OBJECTIVE: Rewrite everything in the bill report from "Amending the Forest" down to "the same end.", replacing "legal tension" with "legal conflict".

DOCUMENT:
--- --- ---

Fiscal Note: Available. New fiscal note requested February 3, 2016.

Effective Date of Substitute Bill: The bill takes effect 90 days after adjournment of the session in which the bill is passed.

Staff Summary of Public Testimony:

(In support) It is important that the public can have access to public land. There should be as much encouragement as possible for the agencies to maintain access to public land.

(Opposed) The intent of the bill is worthy of support, but not the mandates in the bill. The DNR maintains many roads for public access and builds new ones all of the time, so only a small percentage of the roads it manages would be affected by the mandate to maintain access. Using the words "road engineering" suggests an end product that is much more substantial than what the goals of the bill indicate to be the actual desire.

Amending the Forest Practices Act and the DNR's multiple-use mandate on the same issue creates a legal tension between a regulatory program and the statues that guide the DNR's proprietary management of state lands. There may be more efficient means to get to the same end.

(Other) State employees enjoy work that allows for public access, but many agency budgets are already spread thin.

Persons Testifying: (In support) Representative Blake, prime sponsor.

(Opposed) Jed Herman, Department of Natural Resources.

(Other) Seamus Petrie, Washington Public Employees Association.

Persons Signed In To Testify But Not Testifying: None.

--- --- ---

DATASET SECTION:
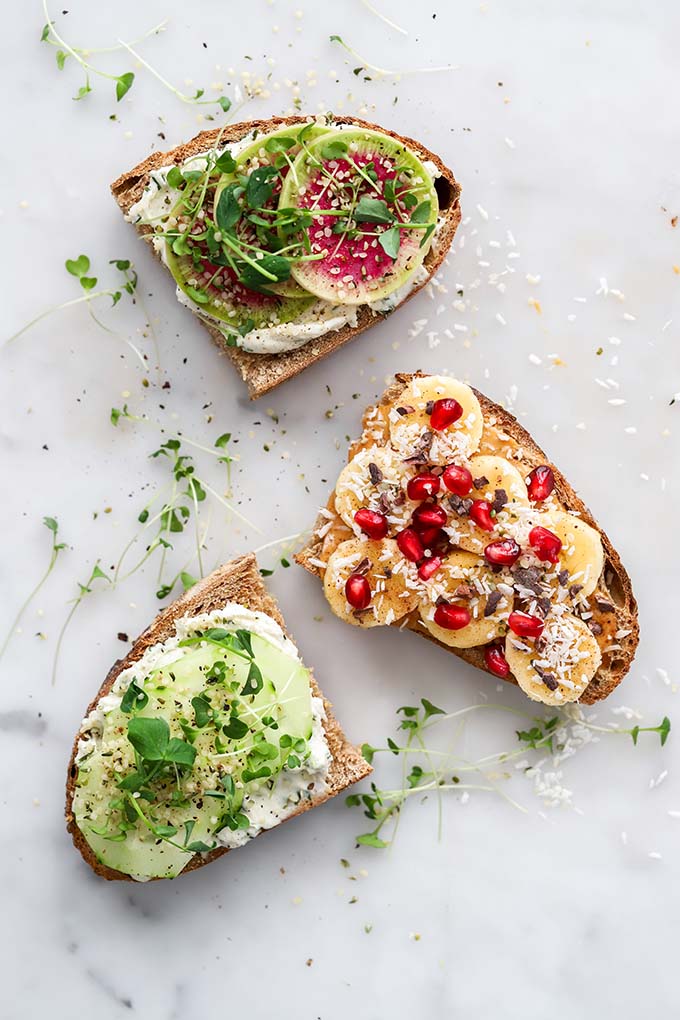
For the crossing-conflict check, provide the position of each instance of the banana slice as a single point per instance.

--- --- ---

RESPONSE FOR THIS EXERCISE:
Amending the Forest Practices Act and the DNR's multiple-use mandate on the same issue creates a legal conflict between a regulatory program and the statues that guide the DNR's proprietary management of state lands. There may be more efficient means to get to the same end.